Written request:
Rewrite every line from the one containing "Localize leafy bush" through the end of the records as a JSON list of strings, with one string per line and blank lines left out.

Dataset rows:
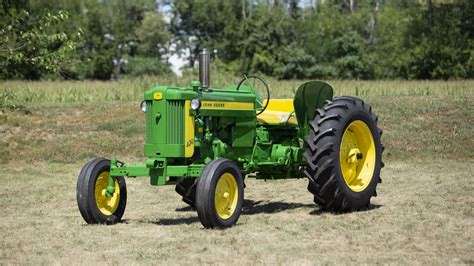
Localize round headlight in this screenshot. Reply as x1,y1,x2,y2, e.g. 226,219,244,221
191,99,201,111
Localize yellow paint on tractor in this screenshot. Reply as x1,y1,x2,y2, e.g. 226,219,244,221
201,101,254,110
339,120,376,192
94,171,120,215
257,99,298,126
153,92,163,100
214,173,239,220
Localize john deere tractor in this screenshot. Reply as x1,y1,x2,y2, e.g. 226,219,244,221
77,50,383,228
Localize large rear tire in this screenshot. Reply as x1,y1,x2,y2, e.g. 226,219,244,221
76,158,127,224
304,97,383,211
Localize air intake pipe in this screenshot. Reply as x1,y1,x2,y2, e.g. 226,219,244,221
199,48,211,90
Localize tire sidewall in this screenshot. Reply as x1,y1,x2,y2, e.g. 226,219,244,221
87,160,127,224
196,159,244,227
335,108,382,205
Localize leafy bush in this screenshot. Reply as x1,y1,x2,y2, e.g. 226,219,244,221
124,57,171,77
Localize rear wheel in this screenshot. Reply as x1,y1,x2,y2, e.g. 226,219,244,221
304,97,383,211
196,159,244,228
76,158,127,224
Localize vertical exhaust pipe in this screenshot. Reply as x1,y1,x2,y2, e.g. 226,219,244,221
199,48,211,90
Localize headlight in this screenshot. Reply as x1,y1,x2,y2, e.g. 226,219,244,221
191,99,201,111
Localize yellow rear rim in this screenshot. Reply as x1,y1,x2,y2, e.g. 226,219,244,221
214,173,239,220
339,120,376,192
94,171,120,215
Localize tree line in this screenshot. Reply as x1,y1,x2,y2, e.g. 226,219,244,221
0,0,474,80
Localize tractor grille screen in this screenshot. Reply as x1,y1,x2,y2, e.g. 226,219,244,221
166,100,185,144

Expected answer:
[
  "Localize leafy bush in this screenshot. Reply as x1,y1,x2,y2, e.g. 226,219,244,221",
  "124,57,171,77",
  "Localize rear wheel in this screenshot. Reply as x1,y1,x2,y2, e.g. 226,219,244,221",
  "304,97,383,211",
  "196,159,244,228",
  "76,158,127,224",
  "Localize vertical exhaust pipe in this screenshot. Reply as x1,y1,x2,y2, e.g. 226,219,244,221",
  "199,48,211,90",
  "Localize headlight in this screenshot. Reply as x1,y1,x2,y2, e.g. 226,219,244,221",
  "191,99,201,111",
  "Localize yellow rear rim in this screenshot. Reply as x1,y1,x2,y2, e.g. 226,219,244,221",
  "214,173,239,220",
  "339,120,376,192",
  "94,171,120,215",
  "Localize tree line in this screenshot. Reply as x1,y1,x2,y2, e.g. 226,219,244,221",
  "0,0,474,80",
  "Localize tractor grille screen in this screenshot. Reply as x1,y1,x2,y2, e.g. 226,219,244,221",
  "166,100,185,144"
]